## THE TASK
Can you repeat everything from the line containing "Scouting pass: put a marker on the duck" down to the line containing "[(277, 24)]", with "seaweed" changed to "kelp" and nothing else altered?

## INPUT ROWS
###

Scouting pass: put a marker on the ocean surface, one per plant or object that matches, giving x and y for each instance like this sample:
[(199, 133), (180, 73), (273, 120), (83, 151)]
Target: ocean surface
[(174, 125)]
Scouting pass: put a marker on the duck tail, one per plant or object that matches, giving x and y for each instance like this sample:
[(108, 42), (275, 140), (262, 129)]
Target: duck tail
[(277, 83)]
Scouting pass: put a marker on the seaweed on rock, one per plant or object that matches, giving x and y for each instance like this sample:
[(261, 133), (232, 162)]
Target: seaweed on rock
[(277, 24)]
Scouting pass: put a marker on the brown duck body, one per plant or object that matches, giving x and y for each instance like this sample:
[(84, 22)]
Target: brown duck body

###

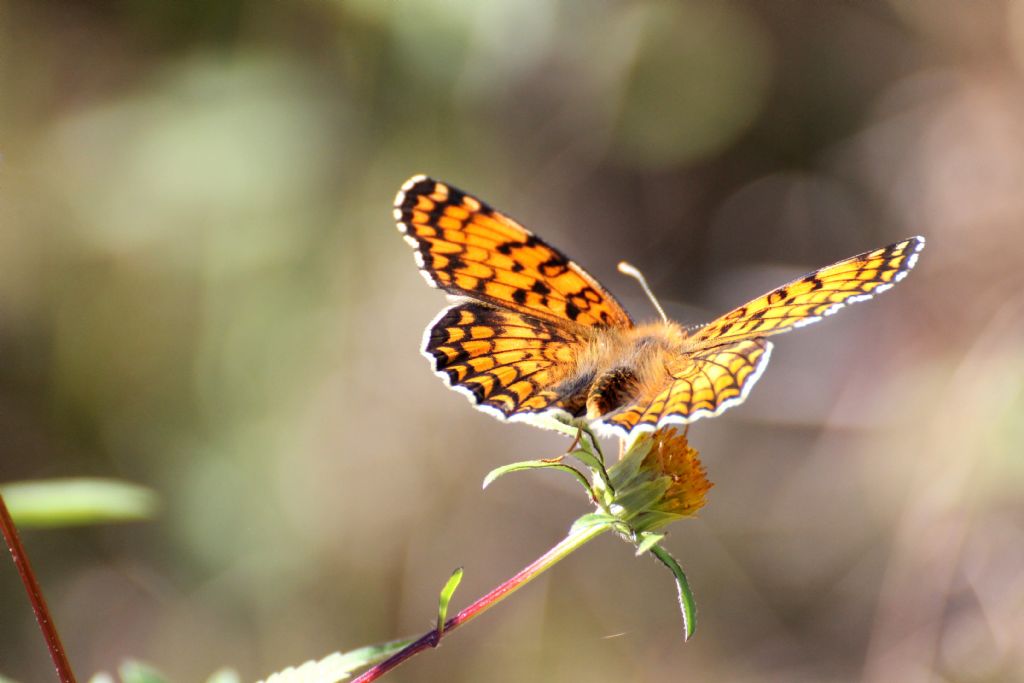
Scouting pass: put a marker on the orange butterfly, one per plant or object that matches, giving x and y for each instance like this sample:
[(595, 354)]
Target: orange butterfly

###

## REPLY TO THE TASK
Scouting pass: put a marker on the duck tail, one per plant or object that matches, giving x and y for each instance like this sample:
[(108, 42), (275, 140), (262, 129)]
Target: duck tail
[(277, 83)]
Scouting pass: put a marker on the kelp on rock, one per plant or object that matches, giving x and y for each instance like this sample:
[(261, 133), (232, 162)]
Target: kelp on rock
[(277, 24)]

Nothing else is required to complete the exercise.